PAGE TEXT:
All competing teams are randomly arranged (each team captain randomly picks a division and position on the first day of the National Finals) into eight round-robin groups of eight or nine teams each for high school and six teams each for middle school. Every team plays every other team in its group once, receiving 2 points for a win, 1 point for a tie, or 0 points for a loss. If a team's opponent has not arrived, that team can practice instead. The rules still apply, though any win or loss is not counted. In previous years, the top two teams from each group advanced to the double-elimination stage. Starting in 2020, four teams from each group will advance.

====Tiebreaks====
In the event that two or more teams are tied for one of the top spots in a division, the result of the Division Team Challenge (DTC) is used as a tiebreak. This method is only used for high schools.

For middle schools, there are several tiebreak procedures, applied in the following order:
1. The head-to-head record of all the tied teams is compared. If this separates a group of two or more teams from the rest of the tied teams, the head-to-head record will be reapplied in the smaller group.
2. If the top four teams cannot be determined using head-to head records, the following procedures are used:
  - If more than two teams are still tied, each team is placed in a separate room and is read five toss-up questions. Each team's score is determined by the number of questions answered correctly minus the number answered incorrectly. The team(s) with the highest score(s) win(s) the tiebreak.
  - If two teams are still tied, the two teams compete head-to-head, receiving five toss-up questions at 4 points for each correct answer (no bonus questions are used). All the usual toss-up rules are in effect, including the interrupt penalty. The team with the higher score wins the tiebreak.

If a tie still exists after the second step, it is reapplied until the tie is resolved.

TASK REQUIREMENTS:
Return the full text on team rankings and tiebreaks word for word. The rows that come next are separate material, not part of the text on team rankings and tiebreaks.

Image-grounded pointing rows
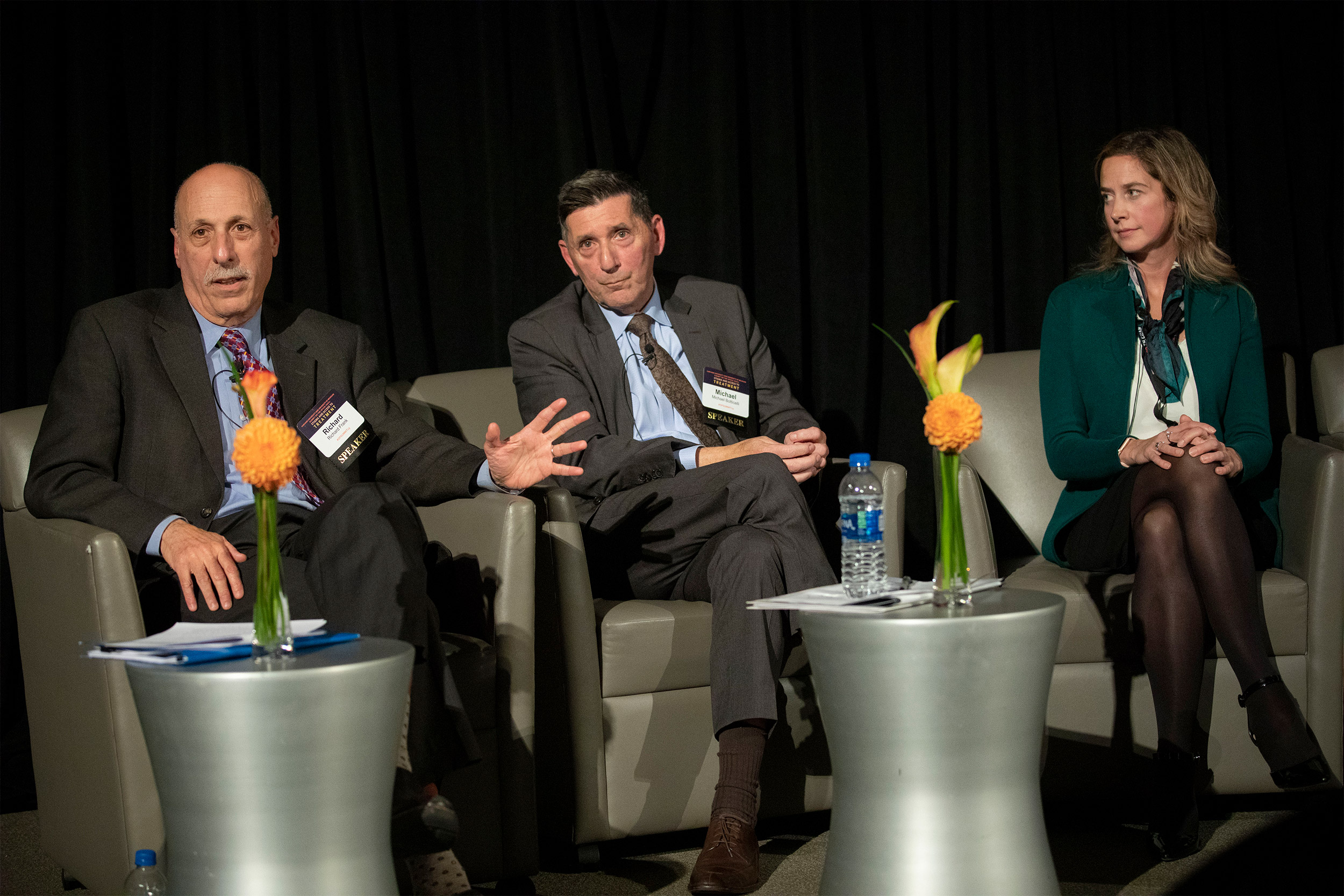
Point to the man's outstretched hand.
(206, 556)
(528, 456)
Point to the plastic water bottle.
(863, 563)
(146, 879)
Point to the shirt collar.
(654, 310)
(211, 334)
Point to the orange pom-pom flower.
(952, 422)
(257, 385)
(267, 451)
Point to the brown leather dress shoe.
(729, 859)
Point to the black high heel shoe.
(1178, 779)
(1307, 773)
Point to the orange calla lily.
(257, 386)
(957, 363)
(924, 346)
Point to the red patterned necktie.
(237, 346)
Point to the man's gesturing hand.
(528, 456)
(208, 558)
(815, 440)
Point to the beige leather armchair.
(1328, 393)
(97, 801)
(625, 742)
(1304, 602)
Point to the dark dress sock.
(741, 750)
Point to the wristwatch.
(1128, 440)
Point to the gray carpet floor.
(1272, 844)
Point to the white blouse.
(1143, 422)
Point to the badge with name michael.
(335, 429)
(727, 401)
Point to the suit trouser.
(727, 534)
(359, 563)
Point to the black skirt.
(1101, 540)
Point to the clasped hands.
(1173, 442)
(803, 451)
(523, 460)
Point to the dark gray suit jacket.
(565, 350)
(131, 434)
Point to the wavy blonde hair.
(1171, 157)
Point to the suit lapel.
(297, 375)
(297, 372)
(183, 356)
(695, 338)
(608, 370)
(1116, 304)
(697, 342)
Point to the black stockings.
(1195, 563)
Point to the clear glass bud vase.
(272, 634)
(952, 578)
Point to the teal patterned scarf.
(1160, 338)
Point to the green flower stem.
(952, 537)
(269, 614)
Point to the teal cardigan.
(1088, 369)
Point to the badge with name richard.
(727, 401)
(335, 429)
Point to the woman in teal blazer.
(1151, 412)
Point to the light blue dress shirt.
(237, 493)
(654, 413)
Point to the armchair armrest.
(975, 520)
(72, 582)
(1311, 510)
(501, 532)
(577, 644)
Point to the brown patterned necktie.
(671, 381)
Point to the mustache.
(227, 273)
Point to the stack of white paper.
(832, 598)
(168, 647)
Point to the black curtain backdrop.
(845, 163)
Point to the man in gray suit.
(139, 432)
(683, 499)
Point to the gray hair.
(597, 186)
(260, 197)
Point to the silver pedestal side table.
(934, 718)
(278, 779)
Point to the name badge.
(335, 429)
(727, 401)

WRITTEN REPLY:
All competing teams are randomly arranged (each team captain randomly picks a division and position on the first day of the National Finals) into eight round-robin groups of eight or nine teams each for high school and six teams each for middle school. Every team plays every other team in its group once, receiving 2 points for a win, 1 point for a tie, or 0 points for a loss. If a team's opponent has not arrived, that team can practice instead. The rules still apply, though any win or loss is not counted. In previous years, the top two teams from each group advanced to the double-elimination stage. Starting in 2020, four teams from each group will advance.

====Tiebreaks====
In the event that two or more teams are tied for one of the top spots in a division, the result of the Division Team Challenge (DTC) is used as a tiebreak. This method is only used for high schools.

For middle schools, there are several tiebreak procedures, applied in the following order:
1. The head-to-head record of all the tied teams is compared. If this separates a group of two or more teams from the rest of the tied teams, the head-to-head record will be reapplied in the smaller group.
2. If the top four teams cannot be determined using head-to head records, the following procedures are used:
  - If more than two teams are still tied, each team is placed in a separate room and is read five toss-up questions. Each team's score is determined by the number of questions answered correctly minus the number answered incorrectly. The team(s) with the highest score(s) win(s) the tiebreak.
  - If two teams are still tied, the two teams compete head-to-head, receiving five toss-up questions at 4 points for each correct answer (no bonus questions are used). All the usual toss-up rules are in effect, including the interrupt penalty. The team with the higher score wins the tiebreak.

If a tie still exists after the second step, it is reapplied until the tie is resolved.